__Action item__: Return the data below in full, exactly as it stands.

__Input records__:
········

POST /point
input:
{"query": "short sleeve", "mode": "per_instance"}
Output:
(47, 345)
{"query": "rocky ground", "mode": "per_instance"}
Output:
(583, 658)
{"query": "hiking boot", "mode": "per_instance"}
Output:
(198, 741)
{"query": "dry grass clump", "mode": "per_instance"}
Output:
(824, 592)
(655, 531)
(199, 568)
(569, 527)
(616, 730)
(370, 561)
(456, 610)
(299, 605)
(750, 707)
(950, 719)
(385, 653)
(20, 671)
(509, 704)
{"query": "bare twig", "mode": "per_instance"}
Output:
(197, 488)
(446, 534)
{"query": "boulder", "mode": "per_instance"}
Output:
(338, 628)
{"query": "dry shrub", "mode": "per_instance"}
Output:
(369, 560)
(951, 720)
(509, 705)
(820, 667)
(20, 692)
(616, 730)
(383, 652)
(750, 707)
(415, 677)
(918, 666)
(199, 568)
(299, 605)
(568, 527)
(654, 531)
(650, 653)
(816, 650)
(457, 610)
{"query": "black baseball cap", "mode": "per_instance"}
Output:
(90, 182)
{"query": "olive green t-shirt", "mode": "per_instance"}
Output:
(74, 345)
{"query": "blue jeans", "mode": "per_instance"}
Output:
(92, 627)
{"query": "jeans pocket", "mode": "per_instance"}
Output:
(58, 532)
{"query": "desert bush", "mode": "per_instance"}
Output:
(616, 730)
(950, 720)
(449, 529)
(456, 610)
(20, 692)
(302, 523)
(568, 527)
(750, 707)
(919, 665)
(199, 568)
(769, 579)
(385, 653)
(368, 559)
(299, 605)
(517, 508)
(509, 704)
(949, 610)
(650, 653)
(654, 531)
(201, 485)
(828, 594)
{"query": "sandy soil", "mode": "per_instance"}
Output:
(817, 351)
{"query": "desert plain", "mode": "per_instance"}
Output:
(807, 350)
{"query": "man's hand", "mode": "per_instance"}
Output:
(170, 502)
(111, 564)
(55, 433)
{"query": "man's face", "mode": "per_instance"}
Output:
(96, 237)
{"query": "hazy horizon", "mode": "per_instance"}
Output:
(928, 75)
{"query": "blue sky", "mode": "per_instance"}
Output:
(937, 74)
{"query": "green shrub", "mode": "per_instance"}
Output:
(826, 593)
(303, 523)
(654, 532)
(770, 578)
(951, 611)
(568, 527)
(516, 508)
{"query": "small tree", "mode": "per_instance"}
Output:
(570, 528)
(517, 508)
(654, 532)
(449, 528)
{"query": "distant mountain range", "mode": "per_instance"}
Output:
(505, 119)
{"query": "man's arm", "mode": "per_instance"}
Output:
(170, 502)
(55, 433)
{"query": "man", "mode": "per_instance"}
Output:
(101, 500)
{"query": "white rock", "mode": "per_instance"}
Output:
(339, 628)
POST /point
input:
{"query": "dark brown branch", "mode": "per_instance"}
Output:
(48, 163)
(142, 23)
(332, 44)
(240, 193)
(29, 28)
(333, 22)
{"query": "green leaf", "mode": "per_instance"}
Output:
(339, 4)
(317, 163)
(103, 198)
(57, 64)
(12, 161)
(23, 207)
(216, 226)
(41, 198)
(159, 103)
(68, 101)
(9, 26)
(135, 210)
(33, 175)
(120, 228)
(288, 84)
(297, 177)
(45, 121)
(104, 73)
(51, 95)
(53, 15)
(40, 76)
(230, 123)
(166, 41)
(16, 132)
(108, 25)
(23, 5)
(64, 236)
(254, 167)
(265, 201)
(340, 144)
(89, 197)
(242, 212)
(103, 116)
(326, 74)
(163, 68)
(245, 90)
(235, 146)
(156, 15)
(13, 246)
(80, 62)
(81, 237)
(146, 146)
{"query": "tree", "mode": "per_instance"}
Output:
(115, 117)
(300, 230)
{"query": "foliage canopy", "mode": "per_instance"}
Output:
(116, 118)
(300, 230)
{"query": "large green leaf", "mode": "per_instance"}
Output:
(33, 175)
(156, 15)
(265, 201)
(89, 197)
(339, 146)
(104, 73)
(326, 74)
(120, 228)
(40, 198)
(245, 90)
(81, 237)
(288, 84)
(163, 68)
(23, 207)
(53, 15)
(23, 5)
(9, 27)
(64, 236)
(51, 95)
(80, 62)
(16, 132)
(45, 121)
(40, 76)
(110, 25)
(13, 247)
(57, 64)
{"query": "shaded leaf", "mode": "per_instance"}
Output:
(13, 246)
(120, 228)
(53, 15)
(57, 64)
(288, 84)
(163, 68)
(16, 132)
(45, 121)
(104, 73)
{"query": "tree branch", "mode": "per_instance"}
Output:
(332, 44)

········

__Task output__:
POST /point
input:
{"query": "short sleeve", "mode": "per_instance"}
Output:
(47, 345)
{"query": "rocky ground", "mode": "per_instance"}
Output:
(583, 658)
{"query": "hiking boot", "mode": "per_instance"}
Output:
(198, 741)
{"query": "dry grass clump", "mode": "per_instance"}
Output:
(824, 592)
(655, 531)
(199, 568)
(569, 527)
(616, 730)
(370, 561)
(456, 610)
(299, 605)
(750, 707)
(950, 719)
(385, 653)
(20, 671)
(509, 704)
{"query": "bare twig", "mode": "per_instance"}
Output:
(197, 488)
(446, 534)
{"query": "boulder", "mode": "per_instance"}
Output:
(338, 628)
{"query": "dry shrub", "mode": "per_instance"}
Output:
(369, 560)
(951, 720)
(509, 705)
(820, 667)
(20, 692)
(616, 730)
(383, 652)
(750, 707)
(415, 677)
(918, 666)
(199, 568)
(299, 605)
(568, 527)
(654, 531)
(650, 653)
(816, 650)
(457, 610)
{"query": "black baseball cap", "mode": "per_instance"}
Output:
(90, 182)
{"query": "olive green t-shirt", "mode": "per_instance"}
Output:
(74, 345)
{"query": "blue jeans", "mode": "per_instance"}
Output:
(92, 627)
{"query": "jeans pocket", "mode": "per_instance"}
Output:
(58, 532)
{"query": "desert bush", "mode": "per_instance"}
Output:
(616, 730)
(950, 720)
(449, 529)
(456, 610)
(20, 692)
(302, 523)
(568, 527)
(750, 707)
(919, 665)
(199, 568)
(769, 579)
(385, 653)
(368, 559)
(299, 605)
(517, 508)
(509, 704)
(949, 610)
(650, 653)
(654, 531)
(201, 485)
(828, 594)
{"query": "sandy soil", "mode": "per_instance"}
Output:
(817, 351)
{"query": "desert plain", "mode": "per_instance"}
Output:
(807, 350)
{"query": "man's hand", "mode": "per_instance"}
Output:
(170, 502)
(111, 564)
(55, 433)
{"query": "man's face", "mode": "per_instance"}
Output:
(96, 237)
{"query": "hazy horizon", "mode": "per_instance"}
Output:
(928, 75)
{"query": "blue sky", "mode": "per_instance"}
Output:
(937, 74)
{"query": "green shrub", "mode": "per_instance"}
Output:
(826, 593)
(303, 523)
(654, 532)
(770, 578)
(951, 611)
(568, 527)
(516, 508)
{"query": "small tree", "mode": "per_instance"}
Output:
(570, 528)
(517, 508)
(654, 532)
(449, 528)
{"query": "distant mountain range", "mode": "per_instance"}
Output:
(505, 119)
{"query": "man's arm", "mode": "per_instance"}
Output:
(170, 502)
(55, 433)
{"query": "man", "mode": "per_instance"}
Output:
(101, 500)
{"query": "white rock", "mode": "per_instance"}
Output:
(339, 628)
POST /point
input:
{"query": "dark brown branch", "mode": "per_instance"}
Output:
(48, 163)
(142, 23)
(332, 44)
(240, 193)
(29, 28)
(333, 22)
{"query": "green leaf", "mode": "per_instance"}
Output:
(339, 4)
(317, 163)
(103, 198)
(57, 64)
(12, 161)
(23, 207)
(216, 226)
(41, 198)
(159, 103)
(68, 101)
(9, 26)
(135, 210)
(33, 175)
(120, 228)
(288, 84)
(297, 177)
(45, 121)
(104, 73)
(51, 95)
(53, 15)
(40, 76)
(230, 123)
(166, 41)
(16, 132)
(108, 25)
(23, 5)
(64, 236)
(254, 167)
(265, 201)
(340, 144)
(89, 197)
(242, 212)
(103, 116)
(326, 74)
(163, 68)
(245, 90)
(235, 146)
(156, 15)
(13, 246)
(80, 62)
(81, 237)
(146, 146)
{"query": "tree", "mode": "per_instance"}
Output:
(115, 117)
(300, 230)
{"query": "foliage canopy", "mode": "per_instance"}
Output:
(116, 118)
(300, 230)
{"query": "large green leaf", "mode": "per_instance"}
Output:
(33, 175)
(156, 15)
(265, 201)
(89, 197)
(339, 146)
(104, 73)
(326, 74)
(120, 228)
(40, 198)
(245, 90)
(81, 237)
(288, 84)
(163, 68)
(23, 207)
(53, 15)
(23, 5)
(9, 27)
(64, 236)
(51, 95)
(80, 62)
(16, 132)
(45, 121)
(40, 76)
(110, 25)
(13, 247)
(57, 64)
{"query": "shaded leaf", "mode": "per_instance"}
Output:
(13, 246)
(120, 228)
(53, 15)
(57, 64)
(288, 84)
(163, 68)
(16, 132)
(45, 121)
(104, 73)
{"query": "tree branch", "mode": "per_instance"}
Output:
(332, 44)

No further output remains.